* **What needs to be done**
Starting at the line that contains "Annotation guideline: every instance of the yellow label", quote each line exactly through the last line of the entries, both included.

* **Data supplied**
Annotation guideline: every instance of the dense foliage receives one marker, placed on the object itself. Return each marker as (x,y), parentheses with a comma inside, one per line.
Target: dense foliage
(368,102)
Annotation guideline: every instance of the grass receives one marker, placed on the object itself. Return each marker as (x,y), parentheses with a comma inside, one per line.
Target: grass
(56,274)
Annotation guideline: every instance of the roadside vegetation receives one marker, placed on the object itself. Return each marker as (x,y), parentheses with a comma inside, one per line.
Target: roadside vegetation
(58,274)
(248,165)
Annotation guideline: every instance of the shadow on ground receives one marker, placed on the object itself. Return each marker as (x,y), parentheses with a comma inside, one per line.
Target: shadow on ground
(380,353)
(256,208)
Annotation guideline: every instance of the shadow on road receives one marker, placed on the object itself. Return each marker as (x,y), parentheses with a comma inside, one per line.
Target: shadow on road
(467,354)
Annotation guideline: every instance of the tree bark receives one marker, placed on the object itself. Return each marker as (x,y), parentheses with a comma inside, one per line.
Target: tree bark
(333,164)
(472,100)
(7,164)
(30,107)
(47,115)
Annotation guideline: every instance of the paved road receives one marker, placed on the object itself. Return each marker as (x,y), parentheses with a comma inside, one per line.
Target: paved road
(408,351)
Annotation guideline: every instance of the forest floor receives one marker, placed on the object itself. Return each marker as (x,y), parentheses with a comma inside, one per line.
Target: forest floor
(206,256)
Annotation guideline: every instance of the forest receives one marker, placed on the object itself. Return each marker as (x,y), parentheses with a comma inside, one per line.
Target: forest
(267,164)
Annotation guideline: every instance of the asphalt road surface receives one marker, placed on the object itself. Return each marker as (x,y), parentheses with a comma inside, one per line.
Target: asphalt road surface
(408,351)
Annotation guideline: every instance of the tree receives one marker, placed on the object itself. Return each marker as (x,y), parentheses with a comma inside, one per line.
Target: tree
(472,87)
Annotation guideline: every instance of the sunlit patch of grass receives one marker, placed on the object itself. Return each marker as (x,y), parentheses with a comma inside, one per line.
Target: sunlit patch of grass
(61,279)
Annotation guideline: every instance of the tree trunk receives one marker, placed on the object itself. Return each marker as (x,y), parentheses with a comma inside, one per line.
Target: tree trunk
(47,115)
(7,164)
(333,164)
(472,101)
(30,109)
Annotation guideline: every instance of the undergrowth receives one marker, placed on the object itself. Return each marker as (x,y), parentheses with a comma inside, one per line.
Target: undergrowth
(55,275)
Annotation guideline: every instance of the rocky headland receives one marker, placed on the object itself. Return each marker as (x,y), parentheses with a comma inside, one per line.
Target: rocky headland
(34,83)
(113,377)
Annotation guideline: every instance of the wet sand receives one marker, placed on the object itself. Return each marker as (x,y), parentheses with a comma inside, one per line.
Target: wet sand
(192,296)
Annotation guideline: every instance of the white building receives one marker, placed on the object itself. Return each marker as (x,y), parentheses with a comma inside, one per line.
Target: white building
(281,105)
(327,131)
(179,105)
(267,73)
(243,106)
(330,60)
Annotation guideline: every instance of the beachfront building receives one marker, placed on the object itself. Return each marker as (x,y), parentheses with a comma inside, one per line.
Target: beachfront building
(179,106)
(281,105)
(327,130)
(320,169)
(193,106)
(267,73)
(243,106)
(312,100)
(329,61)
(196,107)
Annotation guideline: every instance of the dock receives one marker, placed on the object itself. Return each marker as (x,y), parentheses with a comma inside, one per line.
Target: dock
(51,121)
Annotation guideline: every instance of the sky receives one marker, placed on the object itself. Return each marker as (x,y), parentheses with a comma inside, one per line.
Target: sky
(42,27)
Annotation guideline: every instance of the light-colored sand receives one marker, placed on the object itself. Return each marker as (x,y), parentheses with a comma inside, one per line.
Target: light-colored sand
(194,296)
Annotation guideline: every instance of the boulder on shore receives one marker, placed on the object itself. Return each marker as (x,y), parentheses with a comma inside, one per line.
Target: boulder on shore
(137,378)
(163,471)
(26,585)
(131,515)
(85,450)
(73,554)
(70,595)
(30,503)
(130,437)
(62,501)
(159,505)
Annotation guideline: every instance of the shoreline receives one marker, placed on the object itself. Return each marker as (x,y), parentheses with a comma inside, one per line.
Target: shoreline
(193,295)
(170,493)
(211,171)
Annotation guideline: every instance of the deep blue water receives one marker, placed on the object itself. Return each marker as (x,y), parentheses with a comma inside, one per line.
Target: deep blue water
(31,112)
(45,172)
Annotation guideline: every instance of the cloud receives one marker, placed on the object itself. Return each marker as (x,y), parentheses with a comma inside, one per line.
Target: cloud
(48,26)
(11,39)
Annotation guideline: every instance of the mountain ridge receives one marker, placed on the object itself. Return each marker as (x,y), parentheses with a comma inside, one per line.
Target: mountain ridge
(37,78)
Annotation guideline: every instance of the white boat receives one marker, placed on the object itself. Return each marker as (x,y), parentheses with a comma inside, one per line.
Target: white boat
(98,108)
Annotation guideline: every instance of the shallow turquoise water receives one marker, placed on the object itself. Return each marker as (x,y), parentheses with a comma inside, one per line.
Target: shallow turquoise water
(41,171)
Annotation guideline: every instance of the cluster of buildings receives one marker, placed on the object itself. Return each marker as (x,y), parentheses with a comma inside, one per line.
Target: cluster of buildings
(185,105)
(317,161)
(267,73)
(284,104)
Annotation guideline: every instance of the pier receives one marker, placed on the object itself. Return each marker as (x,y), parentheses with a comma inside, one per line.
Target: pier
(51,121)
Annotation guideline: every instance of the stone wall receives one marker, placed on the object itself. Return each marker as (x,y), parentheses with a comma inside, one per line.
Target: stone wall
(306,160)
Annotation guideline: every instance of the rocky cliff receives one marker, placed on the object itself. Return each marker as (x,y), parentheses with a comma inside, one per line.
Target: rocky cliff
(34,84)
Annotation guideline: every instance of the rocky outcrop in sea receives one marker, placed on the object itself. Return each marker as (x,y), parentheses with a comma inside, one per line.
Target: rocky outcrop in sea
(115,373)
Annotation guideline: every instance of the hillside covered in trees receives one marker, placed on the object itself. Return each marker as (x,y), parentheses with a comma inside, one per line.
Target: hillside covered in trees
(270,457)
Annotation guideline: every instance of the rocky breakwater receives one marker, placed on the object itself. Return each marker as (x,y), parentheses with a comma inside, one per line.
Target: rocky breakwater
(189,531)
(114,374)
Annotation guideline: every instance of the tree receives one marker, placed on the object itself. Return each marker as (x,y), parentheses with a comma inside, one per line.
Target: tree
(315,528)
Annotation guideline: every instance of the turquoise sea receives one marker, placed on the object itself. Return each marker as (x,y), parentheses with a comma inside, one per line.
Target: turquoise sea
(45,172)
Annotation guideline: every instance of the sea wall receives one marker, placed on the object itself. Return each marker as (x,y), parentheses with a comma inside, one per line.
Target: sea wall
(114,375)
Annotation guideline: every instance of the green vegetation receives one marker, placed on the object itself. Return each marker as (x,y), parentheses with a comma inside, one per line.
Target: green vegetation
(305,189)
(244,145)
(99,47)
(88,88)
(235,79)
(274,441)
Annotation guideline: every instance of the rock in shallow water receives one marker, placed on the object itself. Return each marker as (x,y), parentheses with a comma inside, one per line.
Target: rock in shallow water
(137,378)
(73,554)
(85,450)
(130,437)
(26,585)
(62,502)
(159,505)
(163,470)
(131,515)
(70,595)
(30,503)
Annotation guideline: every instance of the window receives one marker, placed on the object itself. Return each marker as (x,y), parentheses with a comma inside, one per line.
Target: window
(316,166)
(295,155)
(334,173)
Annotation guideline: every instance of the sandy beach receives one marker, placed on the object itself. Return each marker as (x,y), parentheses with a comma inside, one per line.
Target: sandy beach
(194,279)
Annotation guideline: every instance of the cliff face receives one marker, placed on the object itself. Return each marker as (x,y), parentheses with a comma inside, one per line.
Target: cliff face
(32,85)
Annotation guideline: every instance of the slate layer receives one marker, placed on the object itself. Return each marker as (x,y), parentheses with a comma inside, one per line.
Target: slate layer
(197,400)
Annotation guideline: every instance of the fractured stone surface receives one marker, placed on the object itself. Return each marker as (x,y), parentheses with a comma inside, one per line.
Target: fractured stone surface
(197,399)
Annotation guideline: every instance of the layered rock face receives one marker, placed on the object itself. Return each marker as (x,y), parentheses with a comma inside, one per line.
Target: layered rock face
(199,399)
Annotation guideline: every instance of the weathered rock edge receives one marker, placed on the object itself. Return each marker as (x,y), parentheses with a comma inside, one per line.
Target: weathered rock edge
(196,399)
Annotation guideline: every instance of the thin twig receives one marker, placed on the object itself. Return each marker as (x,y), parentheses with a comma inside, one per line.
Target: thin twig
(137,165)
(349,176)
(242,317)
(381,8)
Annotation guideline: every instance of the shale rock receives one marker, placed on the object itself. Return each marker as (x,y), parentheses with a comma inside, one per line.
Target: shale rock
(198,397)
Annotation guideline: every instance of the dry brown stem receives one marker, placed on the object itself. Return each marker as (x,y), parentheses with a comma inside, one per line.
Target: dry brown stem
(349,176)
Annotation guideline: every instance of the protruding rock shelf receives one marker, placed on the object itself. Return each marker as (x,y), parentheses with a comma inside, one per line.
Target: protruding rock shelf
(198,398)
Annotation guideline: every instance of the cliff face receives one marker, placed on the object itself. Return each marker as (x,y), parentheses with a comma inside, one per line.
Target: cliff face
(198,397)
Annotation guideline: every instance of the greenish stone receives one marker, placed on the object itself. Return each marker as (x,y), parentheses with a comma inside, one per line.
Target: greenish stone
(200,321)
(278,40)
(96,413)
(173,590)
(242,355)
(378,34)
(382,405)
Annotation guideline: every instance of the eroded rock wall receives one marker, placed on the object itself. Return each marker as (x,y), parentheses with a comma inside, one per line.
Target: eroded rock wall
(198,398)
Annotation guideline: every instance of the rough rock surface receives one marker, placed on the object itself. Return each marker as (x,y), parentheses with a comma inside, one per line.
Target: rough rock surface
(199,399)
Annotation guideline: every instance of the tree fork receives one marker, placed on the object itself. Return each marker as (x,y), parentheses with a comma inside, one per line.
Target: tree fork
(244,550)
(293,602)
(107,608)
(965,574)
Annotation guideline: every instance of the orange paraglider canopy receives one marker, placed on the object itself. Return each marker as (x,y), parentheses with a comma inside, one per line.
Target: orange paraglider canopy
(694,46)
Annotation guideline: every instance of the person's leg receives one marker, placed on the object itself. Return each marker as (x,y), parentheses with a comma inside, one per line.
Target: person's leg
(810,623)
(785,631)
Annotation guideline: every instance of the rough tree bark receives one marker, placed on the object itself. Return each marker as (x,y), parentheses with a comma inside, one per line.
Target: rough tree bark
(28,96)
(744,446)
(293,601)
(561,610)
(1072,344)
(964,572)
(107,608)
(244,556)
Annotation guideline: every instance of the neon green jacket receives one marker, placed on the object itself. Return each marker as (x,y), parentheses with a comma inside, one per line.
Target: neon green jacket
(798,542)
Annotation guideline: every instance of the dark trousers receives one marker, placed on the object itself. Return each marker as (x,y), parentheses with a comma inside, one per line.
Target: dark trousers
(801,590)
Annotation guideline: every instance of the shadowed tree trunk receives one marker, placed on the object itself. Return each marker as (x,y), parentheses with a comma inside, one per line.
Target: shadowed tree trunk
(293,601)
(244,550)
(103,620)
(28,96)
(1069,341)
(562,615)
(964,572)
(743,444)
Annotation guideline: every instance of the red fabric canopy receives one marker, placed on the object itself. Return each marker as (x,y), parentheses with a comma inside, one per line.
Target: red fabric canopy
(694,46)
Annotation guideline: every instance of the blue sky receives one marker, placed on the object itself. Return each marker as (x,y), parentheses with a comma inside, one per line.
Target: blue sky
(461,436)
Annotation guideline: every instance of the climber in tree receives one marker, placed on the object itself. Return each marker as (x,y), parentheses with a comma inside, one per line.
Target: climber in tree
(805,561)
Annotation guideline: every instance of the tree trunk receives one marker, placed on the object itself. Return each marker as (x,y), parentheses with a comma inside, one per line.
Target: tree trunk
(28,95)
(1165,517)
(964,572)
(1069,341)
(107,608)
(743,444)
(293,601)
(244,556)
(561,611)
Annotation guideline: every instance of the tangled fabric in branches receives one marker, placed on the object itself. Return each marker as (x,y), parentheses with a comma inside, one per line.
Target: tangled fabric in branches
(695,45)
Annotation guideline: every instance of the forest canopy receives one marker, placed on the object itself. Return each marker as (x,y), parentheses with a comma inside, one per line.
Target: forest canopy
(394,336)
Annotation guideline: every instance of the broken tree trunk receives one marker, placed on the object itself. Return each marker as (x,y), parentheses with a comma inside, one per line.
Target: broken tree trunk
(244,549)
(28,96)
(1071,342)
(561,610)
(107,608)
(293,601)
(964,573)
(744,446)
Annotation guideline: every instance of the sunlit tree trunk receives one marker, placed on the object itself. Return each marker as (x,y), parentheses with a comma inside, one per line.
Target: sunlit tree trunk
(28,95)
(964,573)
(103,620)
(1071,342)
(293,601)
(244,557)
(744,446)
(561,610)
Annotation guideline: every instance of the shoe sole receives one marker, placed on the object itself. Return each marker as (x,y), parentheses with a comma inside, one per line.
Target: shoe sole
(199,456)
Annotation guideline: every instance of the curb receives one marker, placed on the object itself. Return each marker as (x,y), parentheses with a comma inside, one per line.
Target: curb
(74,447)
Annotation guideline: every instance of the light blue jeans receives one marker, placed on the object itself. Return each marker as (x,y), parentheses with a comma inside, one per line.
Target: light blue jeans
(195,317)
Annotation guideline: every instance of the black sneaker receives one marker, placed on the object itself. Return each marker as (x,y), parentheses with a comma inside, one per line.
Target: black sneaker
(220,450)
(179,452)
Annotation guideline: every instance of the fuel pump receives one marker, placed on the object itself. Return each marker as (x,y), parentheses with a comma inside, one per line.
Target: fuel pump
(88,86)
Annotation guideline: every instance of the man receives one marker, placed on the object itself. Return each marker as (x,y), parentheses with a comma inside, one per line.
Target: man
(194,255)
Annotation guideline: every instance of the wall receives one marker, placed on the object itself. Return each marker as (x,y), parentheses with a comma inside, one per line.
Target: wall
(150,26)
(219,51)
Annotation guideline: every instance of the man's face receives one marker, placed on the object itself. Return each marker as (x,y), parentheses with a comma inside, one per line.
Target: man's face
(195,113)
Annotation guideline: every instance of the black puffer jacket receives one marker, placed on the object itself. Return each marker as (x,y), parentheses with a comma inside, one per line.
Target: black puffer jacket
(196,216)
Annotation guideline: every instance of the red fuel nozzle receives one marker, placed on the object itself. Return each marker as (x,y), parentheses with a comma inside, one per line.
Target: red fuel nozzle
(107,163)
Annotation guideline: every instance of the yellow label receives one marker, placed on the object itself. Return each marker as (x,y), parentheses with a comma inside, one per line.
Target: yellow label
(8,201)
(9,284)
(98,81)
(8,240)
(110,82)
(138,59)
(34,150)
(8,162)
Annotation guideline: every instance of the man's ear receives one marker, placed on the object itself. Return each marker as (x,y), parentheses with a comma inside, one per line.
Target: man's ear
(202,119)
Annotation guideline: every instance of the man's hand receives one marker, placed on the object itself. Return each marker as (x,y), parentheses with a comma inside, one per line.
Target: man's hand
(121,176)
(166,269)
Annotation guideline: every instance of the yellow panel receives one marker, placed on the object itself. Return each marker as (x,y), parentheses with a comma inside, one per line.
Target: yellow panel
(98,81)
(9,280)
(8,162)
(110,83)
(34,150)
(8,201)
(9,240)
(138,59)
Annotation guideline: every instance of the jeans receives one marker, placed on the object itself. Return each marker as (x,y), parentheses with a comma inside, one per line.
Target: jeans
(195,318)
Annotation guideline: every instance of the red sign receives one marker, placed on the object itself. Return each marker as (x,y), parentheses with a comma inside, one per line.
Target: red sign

* **Written response**
Annotation guideline: every instance of the yellow label receives one marker, placed on the object itself. Return each marker as (x,y), parentheses with a comma inside, one per line.
Target: yellow label
(8,201)
(9,284)
(98,81)
(8,240)
(110,82)
(138,59)
(34,150)
(8,162)
Annotation guideline: every instance of the man's ear receives one marker, placed on the object itself. Return each marker as (x,y), parentheses with a comma inside, one per line.
Target: man's ear
(202,119)
Annotation guideline: every instance of the man's hand receives one marker, placed on the object itself. Return each marker as (x,y), parentheses with a comma inside, one per line.
Target: man's hand
(121,176)
(166,269)
Annotation guideline: every instance of the yellow panel receives one marker, placed on the object itself. Return each marker as (x,y), parentheses with a comma inside, one per line.
Target: yellow panel
(98,81)
(9,280)
(8,162)
(110,83)
(34,150)
(8,201)
(9,240)
(138,59)
Annotation guideline: every instance of the jeans receives one marker, placed on the object itself. Return each marker as (x,y), parentheses with a comma inside, one per line.
Target: jeans
(195,318)
Annotation guideline: every instance of the red sign receives one marker, placed on the object itself. Return each marker as (x,y), parentheses with a comma inside, one per line.
Target: red sign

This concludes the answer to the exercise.